EXERCISE: Character for character, give back every line below.

Collected data entries
• • • •

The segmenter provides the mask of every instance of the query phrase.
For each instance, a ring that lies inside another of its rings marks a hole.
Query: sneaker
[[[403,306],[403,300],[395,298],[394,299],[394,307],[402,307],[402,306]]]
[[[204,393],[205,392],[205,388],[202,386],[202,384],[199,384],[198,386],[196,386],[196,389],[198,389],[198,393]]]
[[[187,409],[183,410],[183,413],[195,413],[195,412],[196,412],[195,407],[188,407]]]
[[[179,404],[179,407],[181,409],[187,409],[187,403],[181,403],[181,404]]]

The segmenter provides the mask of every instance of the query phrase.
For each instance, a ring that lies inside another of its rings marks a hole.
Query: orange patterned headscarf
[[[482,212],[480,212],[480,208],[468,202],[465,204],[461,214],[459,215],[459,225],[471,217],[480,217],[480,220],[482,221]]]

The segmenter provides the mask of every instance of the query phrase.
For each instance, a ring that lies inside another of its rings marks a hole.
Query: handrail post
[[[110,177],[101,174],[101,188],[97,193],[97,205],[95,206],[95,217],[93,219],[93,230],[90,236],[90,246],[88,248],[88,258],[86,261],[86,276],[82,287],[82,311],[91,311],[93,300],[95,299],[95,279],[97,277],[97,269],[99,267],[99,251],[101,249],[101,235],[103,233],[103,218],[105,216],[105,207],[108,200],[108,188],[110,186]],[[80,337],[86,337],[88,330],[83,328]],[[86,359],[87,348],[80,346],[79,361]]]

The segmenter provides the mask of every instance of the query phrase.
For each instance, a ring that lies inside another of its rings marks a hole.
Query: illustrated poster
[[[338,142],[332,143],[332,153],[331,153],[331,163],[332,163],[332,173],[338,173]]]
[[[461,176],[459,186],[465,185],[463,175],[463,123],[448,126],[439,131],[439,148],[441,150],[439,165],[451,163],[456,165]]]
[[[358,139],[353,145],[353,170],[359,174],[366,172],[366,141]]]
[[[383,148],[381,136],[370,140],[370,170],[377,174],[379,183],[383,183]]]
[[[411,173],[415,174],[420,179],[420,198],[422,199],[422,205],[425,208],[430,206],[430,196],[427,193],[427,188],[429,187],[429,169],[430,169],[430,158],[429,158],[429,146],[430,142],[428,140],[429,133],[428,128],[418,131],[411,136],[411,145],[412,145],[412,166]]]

• • • •

RESPONSE:
The segmenter provides the mask of every instance of the query phrase.
For each instance, a ring that lies inside another of its rings marks a hole.
Query: sneaker
[[[403,306],[403,300],[395,298],[394,299],[394,307],[402,307],[402,306]]]
[[[204,393],[205,392],[205,388],[202,386],[202,384],[199,384],[198,386],[196,386],[196,389],[198,389],[198,393]]]
[[[187,409],[183,410],[183,413],[195,413],[195,412],[196,412],[195,407],[188,407]]]
[[[179,404],[179,407],[181,409],[187,409],[187,403],[181,403],[181,404]]]

The segmenter provides the mask of every instance of the query phrase.
For each instance, a ring that lies inside another of its rings marks a hole.
Query: orange patterned headscarf
[[[482,212],[480,212],[480,208],[468,202],[465,204],[461,214],[459,215],[459,225],[471,217],[480,217],[480,220],[482,221]]]

The segmenter provides the mask of every instance of the query phrase.
For each instance, a ring that lies inside another of its rings marks a hole.
Query: handrail post
[[[110,177],[101,174],[101,188],[97,193],[97,205],[95,206],[95,217],[93,219],[93,230],[90,236],[90,246],[88,248],[88,258],[86,261],[86,276],[82,287],[82,311],[91,311],[93,300],[95,299],[95,279],[97,277],[97,269],[99,267],[99,251],[101,249],[101,235],[103,233],[103,218],[105,216],[105,207],[108,200],[108,188],[110,186]],[[80,337],[86,337],[88,330],[83,328]],[[86,359],[87,348],[80,346],[79,361]]]

The segmenter provides the mask of every instance of the query phrase.
For each instance, a ring that lies inside another of its rings marks a hole.
Query: illustrated poster
[[[338,142],[332,143],[332,153],[331,153],[331,163],[332,163],[332,173],[338,173]]]
[[[461,176],[459,186],[465,185],[463,175],[463,123],[448,126],[439,131],[439,148],[441,150],[439,165],[451,163],[456,165]]]
[[[358,139],[353,145],[353,170],[359,174],[366,172],[366,141]]]
[[[383,148],[381,136],[370,140],[370,170],[377,174],[379,183],[383,183]]]
[[[411,173],[415,174],[420,179],[420,198],[422,199],[422,205],[425,208],[430,206],[430,196],[427,193],[427,188],[429,187],[429,169],[430,169],[430,158],[429,158],[429,146],[430,142],[428,140],[429,133],[428,128],[418,131],[411,136],[411,145],[412,145],[412,166]]]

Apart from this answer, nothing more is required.